- EXTRACTED DATA -
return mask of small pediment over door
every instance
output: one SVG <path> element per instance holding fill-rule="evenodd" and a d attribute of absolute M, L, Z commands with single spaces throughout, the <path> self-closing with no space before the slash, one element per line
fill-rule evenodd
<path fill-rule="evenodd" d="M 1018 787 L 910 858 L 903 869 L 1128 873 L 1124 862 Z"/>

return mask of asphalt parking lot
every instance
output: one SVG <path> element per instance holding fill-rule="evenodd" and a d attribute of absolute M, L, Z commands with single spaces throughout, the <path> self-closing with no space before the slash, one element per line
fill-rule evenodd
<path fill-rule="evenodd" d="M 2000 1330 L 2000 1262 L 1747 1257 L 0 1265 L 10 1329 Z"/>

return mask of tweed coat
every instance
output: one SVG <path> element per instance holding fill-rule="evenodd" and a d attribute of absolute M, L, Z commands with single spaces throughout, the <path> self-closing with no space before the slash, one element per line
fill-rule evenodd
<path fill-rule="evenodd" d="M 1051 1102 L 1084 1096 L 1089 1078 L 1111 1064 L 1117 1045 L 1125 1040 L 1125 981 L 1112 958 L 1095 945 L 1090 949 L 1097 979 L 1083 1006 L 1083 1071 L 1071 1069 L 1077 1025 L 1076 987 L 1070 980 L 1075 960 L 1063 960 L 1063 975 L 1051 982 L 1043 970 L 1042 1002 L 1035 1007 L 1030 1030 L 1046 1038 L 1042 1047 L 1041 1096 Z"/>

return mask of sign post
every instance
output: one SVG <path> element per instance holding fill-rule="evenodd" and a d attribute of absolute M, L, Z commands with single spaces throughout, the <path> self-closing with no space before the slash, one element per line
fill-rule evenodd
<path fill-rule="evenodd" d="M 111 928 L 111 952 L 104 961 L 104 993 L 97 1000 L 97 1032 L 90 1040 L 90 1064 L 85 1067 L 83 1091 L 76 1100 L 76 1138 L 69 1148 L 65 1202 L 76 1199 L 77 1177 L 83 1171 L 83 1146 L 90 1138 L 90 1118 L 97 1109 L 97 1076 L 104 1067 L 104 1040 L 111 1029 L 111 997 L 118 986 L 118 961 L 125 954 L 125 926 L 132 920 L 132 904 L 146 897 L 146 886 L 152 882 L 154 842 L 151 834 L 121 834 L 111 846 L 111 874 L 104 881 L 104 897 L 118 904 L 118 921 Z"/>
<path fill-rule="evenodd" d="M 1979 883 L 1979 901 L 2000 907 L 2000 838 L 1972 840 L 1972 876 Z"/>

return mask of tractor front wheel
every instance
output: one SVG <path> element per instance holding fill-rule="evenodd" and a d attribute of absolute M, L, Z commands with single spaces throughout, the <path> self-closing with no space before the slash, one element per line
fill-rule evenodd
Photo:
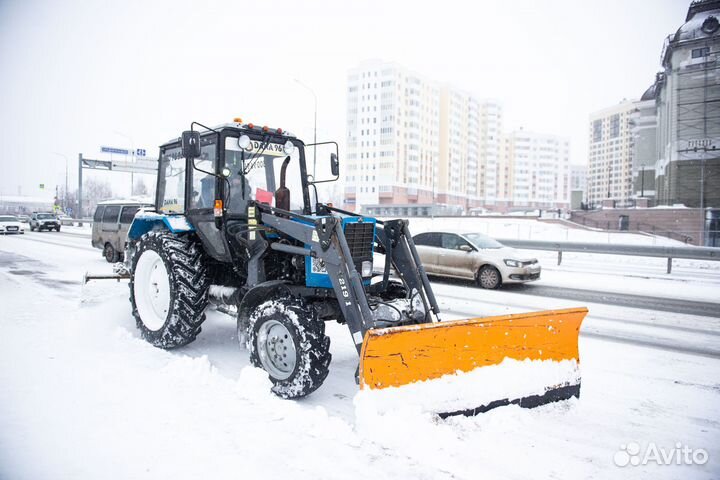
<path fill-rule="evenodd" d="M 268 300 L 248 323 L 250 361 L 268 373 L 274 394 L 299 398 L 322 385 L 330 366 L 330 338 L 312 306 L 297 298 Z"/>
<path fill-rule="evenodd" d="M 130 303 L 143 338 L 160 348 L 187 345 L 205 321 L 210 279 L 198 241 L 149 232 L 136 243 Z"/>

- PROBLEM REQUIREMENTS -
Go through the data and show every line where "mask" occurs.

- RESULT FOR THIS TASK -
return mask of small pediment over door
return mask of asphalt parking lot
return mask of tweed coat
return mask of sign post
return mask of tractor front wheel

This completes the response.